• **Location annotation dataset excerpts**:
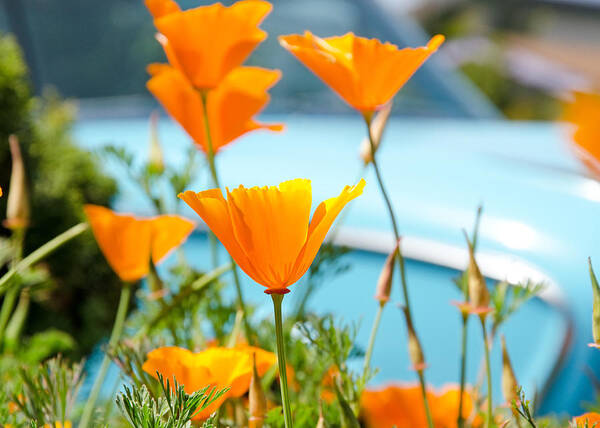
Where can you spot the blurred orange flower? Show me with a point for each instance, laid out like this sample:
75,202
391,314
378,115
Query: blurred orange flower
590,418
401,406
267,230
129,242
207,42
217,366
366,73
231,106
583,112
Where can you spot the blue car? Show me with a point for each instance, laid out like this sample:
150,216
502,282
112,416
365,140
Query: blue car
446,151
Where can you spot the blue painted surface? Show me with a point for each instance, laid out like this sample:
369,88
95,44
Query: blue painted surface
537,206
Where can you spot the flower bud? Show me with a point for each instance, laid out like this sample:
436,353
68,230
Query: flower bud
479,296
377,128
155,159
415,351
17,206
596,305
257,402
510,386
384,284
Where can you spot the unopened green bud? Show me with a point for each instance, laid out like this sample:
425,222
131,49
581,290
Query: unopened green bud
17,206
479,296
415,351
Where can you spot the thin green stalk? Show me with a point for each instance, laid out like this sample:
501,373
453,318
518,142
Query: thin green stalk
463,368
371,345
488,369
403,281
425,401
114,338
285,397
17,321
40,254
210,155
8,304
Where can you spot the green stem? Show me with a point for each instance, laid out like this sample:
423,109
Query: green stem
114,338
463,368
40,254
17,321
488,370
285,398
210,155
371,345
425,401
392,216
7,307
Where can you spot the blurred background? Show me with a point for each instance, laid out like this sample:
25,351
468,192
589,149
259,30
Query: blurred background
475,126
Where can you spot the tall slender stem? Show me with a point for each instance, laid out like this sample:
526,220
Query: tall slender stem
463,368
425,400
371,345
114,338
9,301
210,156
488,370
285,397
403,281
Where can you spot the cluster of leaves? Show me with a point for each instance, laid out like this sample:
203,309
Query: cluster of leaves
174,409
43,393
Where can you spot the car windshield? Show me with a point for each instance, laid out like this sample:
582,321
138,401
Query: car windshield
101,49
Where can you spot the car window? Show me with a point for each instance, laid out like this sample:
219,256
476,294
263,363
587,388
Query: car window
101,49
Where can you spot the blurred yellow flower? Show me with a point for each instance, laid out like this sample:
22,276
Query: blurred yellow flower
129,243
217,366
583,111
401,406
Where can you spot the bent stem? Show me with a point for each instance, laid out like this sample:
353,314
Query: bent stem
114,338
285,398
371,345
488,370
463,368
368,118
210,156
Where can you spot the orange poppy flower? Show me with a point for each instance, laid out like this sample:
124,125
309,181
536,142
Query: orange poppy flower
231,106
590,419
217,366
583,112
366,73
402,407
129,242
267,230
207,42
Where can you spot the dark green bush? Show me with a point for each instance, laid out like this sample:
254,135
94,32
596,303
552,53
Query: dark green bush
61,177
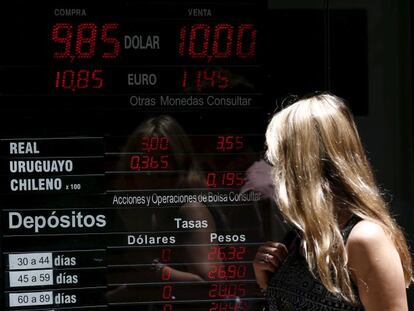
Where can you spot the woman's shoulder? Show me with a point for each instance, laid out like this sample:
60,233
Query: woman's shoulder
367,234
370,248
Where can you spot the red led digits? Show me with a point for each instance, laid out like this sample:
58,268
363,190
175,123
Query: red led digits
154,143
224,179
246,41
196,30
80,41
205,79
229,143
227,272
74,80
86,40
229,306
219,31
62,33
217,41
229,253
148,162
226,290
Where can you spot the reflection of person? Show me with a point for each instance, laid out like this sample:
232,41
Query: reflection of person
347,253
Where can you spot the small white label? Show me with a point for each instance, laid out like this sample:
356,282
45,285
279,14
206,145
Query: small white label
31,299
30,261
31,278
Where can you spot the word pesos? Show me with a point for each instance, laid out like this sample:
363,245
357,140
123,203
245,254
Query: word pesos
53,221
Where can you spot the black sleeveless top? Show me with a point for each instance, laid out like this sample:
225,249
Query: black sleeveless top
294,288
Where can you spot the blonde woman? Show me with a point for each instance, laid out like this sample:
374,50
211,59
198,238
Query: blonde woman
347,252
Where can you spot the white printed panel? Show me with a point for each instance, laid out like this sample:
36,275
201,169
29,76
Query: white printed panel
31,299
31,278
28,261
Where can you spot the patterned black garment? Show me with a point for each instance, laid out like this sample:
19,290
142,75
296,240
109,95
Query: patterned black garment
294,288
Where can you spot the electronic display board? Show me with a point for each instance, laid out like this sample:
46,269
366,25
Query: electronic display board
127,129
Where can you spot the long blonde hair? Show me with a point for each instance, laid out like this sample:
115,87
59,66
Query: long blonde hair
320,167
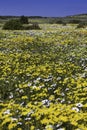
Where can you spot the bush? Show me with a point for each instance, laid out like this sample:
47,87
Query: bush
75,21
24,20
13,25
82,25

• **Exercise directions**: In your copy of the listing above, reproduce each line exactly and omit all pictures.

• **Task output**:
Where can you spot the blurred orange flower? Show me with a point for each instance, laid out like this sample:
75,202
391,314
378,115
Query: blurred orange flower
590,418
401,406
267,230
129,242
207,42
217,366
366,73
231,106
583,112
Where can you spot the blue car? Show me with a point for each instance, laid out like this sample:
150,216
502,282
112,416
365,140
Query: blue car
446,151
Where can you spot the blue painted surface? Show me with a point for each instance, laid out like this sample:
369,88
95,44
Query: blue painted surface
537,206
Where can you spot the flower bud? Show me with a point for each instance, laid out like this sample:
436,353
68,230
Query: flower bud
479,296
377,128
155,159
415,351
17,206
596,305
257,402
510,386
384,284
Where can you spot the unopened green bud? Show me with a point for each instance, laid out like this sample:
425,222
131,49
581,290
Query: unopened green bud
17,206
479,296
415,351
Where can you spot the thin green stalk? Show me with a point for each instance, laid out like this sample:
501,373
453,318
518,142
Query: thin green stalk
463,368
371,345
488,369
403,281
425,401
114,338
285,397
17,321
40,254
210,155
8,304
Where can you spot the green stem? Show me with a point for each instance, laid out like this sample:
423,109
Query: green stem
114,338
463,368
40,254
17,321
488,370
285,398
210,155
371,345
425,401
392,216
7,307
Where can you spot the blurred background? Show me with a point for each instance, laid out like this sample:
25,351
468,192
589,149
259,30
Query: blurred background
475,126
Where can you spot the tall slender stem? Show me with a point for each instance, laid out like this sample:
526,220
Query: tall slender stem
463,368
425,400
371,345
114,338
9,301
210,156
488,370
285,397
403,281
Where can you spot the cluster of leaves? Show me with a point for each instance, laid out like this sample:
203,309
Query: cluster of leaves
174,409
43,393
Where can you spot the car windshield? Show me with a point for each instance, laid out like this sample:
582,321
138,401
Query: car windshield
101,49
Where can you spot the car window? Show me with a point for each instance, laid out like this sample:
219,256
476,294
263,363
587,388
Query: car window
101,49
Where can you spot the blurred yellow flower? Show me with a point for each instance, laid out like this sample:
22,276
Query: blurred yellow flower
129,243
217,366
583,111
401,406
Where can you spot the bent stem? Show me with a point for each instance, laid out like this sample:
353,314
Query: bent stem
114,338
285,398
371,345
488,370
463,368
368,118
210,156
Where can you spot the orange poppy flower? Show me with a point for each instance, laid out like this sample:
124,125
309,181
536,142
Query: orange poppy flower
231,106
590,419
217,366
583,112
366,73
402,407
129,242
267,230
207,42
Where can you spot the dark green bush? Show me with a point for each instance, laid out like this sample:
254,135
94,32
596,303
552,53
Query: dark green bush
61,177
Where can you spot the woman's shoulder? Show me with a point for each instance, laid out like this sample:
60,233
Query: woman's shoulder
367,234
370,248
Where can you spot the red led digits? Show me with a point for each instance, laid out like this sample:
58,268
363,190
175,123
Query: red led digits
154,143
224,179
246,41
196,30
80,41
205,79
229,143
227,272
74,80
86,40
229,306
219,31
62,33
217,41
229,253
148,162
226,290
Where can you spot the reflection of person? Show me with a point for each instance, laid out like this sample:
232,41
Query: reflection of person
347,253
Where can you spot the small white label? Show me with a point for each instance, laid out like this sample:
356,282
45,285
279,14
206,145
Query: small white label
31,299
30,261
31,278
Where can you spot the word pesos? Show me with a point for each instance, laid out like this sample:
363,245
357,140
123,203
245,254
Query: word pesos
53,221
Where can you spot the black sleeveless top? Show me with a point for each instance, laid out like this sample:
225,249
Query: black sleeveless top
294,288
Where can you spot the blonde woman? Show me with a point for each instance, laid out like this sample:
374,50
211,59
198,238
Query: blonde woman
347,252
Where can you spot the white printed panel? Show me with a point for each instance, laid out like this sample:
36,275
201,169
29,76
Query: white printed panel
31,299
31,278
28,261
Where can you spot the patterned black garment? Show me with a point for each instance, laid out like this sample:
19,290
142,75
296,240
109,95
Query: patterned black garment
294,288
Where can you spot the electronic display board? Show me with a point for each instance, laid out like this sample:
46,269
366,25
Query: electronic display board
127,129
Where can you spot the long blonde hair? Show me with a point for each instance, laid out like this sample:
115,87
59,66
Query: long blonde hair
320,167
Where can you spot the bush? Show me with a point for each instance, laid out like this sample:
47,87
Query: bush
75,21
24,20
13,25
82,25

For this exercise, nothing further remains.